---- WORKING DATA

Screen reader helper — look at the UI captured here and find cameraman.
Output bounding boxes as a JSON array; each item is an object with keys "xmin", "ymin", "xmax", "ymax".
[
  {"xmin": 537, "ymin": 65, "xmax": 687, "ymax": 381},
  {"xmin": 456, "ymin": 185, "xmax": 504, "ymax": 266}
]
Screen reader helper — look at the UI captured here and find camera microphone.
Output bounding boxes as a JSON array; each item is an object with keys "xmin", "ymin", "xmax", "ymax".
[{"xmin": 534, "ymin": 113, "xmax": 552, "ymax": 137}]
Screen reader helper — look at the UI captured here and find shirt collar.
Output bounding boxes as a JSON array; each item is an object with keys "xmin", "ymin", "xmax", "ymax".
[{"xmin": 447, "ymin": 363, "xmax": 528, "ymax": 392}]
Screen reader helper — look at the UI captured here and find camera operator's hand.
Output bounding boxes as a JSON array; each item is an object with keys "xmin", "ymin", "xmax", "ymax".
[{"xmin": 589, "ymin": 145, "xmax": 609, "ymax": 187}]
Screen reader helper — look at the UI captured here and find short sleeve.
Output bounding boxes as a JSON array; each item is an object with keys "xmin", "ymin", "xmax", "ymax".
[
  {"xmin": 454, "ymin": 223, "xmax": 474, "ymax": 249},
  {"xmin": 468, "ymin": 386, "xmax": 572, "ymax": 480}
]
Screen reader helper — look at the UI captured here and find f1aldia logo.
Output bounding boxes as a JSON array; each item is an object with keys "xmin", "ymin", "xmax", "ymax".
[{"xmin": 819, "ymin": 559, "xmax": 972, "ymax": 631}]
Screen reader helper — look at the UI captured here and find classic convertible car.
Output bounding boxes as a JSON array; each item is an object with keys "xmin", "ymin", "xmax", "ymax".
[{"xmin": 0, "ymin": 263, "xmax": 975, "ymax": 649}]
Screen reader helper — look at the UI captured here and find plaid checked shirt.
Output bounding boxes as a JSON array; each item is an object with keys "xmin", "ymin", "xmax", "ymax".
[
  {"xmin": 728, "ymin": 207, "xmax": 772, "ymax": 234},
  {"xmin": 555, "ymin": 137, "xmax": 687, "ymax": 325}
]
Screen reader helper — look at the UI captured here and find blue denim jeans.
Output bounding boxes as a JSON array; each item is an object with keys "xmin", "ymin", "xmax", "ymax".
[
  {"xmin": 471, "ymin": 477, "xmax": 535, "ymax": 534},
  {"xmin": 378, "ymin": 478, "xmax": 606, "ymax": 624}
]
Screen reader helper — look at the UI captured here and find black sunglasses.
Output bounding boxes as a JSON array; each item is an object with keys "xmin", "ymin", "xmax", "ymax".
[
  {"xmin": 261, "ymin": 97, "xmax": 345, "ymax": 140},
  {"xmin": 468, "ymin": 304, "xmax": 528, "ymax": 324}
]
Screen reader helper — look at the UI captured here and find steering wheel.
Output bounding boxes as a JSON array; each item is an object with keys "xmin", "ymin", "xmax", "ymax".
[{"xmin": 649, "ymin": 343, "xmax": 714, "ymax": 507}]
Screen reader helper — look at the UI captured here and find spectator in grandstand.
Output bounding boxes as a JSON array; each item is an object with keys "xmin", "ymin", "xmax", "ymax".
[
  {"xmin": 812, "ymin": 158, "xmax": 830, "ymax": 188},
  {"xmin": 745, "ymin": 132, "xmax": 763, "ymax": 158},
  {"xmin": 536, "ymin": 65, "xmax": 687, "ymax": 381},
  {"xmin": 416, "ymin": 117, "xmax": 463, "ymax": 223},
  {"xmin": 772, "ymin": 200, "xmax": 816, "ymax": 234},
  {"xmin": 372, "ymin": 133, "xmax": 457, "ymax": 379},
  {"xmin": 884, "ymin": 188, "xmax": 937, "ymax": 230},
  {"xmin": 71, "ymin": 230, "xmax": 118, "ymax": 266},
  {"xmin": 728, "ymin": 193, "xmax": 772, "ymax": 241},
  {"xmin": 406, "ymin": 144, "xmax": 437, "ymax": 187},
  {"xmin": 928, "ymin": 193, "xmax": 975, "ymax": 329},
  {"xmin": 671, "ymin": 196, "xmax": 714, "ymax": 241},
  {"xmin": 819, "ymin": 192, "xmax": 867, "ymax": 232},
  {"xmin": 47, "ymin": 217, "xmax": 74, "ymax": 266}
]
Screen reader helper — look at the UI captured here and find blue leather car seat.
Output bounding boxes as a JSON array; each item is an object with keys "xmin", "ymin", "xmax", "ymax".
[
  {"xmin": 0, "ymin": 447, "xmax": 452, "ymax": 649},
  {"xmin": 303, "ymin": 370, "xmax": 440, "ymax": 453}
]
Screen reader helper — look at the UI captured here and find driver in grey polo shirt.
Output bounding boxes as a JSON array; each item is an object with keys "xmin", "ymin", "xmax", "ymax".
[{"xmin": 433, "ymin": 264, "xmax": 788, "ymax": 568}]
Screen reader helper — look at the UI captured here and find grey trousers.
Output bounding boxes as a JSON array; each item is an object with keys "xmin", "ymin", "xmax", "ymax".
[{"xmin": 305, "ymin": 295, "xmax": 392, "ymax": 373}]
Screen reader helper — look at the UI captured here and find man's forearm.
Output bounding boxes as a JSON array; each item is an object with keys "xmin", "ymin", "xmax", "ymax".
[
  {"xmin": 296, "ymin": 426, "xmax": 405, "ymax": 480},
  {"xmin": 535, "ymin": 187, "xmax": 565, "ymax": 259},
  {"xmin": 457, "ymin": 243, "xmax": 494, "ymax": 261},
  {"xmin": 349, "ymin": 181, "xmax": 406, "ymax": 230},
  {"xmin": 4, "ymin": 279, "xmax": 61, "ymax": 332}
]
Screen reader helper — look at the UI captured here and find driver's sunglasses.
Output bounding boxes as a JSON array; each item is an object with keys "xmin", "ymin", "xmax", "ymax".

--------
---- WORKING DATA

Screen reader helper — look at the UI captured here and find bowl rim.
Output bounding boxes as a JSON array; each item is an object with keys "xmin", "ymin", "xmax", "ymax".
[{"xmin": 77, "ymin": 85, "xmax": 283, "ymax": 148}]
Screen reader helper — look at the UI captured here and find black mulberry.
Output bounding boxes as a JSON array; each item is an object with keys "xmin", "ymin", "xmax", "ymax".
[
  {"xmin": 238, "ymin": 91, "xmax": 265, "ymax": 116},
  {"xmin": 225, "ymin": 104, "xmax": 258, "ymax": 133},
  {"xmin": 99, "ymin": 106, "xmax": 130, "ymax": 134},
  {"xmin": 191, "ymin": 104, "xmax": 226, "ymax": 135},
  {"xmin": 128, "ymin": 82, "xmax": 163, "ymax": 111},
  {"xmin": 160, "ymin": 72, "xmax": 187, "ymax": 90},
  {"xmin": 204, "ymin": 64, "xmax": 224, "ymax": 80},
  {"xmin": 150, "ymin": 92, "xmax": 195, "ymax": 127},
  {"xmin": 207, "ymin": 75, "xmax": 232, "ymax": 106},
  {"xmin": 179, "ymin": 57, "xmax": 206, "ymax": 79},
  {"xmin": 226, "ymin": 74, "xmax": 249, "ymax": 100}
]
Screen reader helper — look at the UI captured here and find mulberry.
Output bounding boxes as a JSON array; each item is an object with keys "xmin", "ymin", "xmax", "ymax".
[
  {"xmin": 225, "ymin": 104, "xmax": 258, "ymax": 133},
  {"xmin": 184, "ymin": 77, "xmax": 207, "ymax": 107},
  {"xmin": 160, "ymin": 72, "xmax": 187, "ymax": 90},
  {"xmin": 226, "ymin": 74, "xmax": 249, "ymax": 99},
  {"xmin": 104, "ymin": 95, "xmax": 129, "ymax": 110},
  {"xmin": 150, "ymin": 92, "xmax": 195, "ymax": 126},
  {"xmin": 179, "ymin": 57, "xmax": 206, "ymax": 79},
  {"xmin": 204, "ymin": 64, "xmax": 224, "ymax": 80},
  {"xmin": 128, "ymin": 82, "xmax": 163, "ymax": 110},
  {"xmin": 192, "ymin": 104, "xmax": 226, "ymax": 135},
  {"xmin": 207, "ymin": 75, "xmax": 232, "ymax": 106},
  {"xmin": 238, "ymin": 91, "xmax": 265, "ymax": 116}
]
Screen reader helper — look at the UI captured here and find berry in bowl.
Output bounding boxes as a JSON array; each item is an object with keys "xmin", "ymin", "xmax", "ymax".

--------
---- WORKING DATA

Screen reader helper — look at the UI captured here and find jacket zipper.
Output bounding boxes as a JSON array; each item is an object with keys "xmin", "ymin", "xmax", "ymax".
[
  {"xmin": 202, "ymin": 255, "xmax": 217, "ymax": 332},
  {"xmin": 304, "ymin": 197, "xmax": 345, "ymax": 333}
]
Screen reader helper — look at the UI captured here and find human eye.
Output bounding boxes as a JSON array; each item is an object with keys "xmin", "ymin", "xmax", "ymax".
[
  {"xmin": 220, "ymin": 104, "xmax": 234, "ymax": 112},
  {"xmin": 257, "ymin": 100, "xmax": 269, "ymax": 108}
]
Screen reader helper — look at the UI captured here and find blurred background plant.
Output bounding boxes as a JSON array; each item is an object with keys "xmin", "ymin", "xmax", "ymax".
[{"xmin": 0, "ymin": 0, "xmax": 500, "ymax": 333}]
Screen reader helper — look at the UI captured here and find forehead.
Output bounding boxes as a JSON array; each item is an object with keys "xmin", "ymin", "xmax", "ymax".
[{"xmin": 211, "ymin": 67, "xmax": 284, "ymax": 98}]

--------

## REQUIREMENTS
Gather every line in the data above that contains the word "bowl", copying each one in full. Only matches with the same uppercase and lowercase letters count.

## WRITTEN RESPONSE
Screen reader helper — look at the UI captured here and find bowl rim.
Screen reader helper — look at the UI captured here and find berry in bowl.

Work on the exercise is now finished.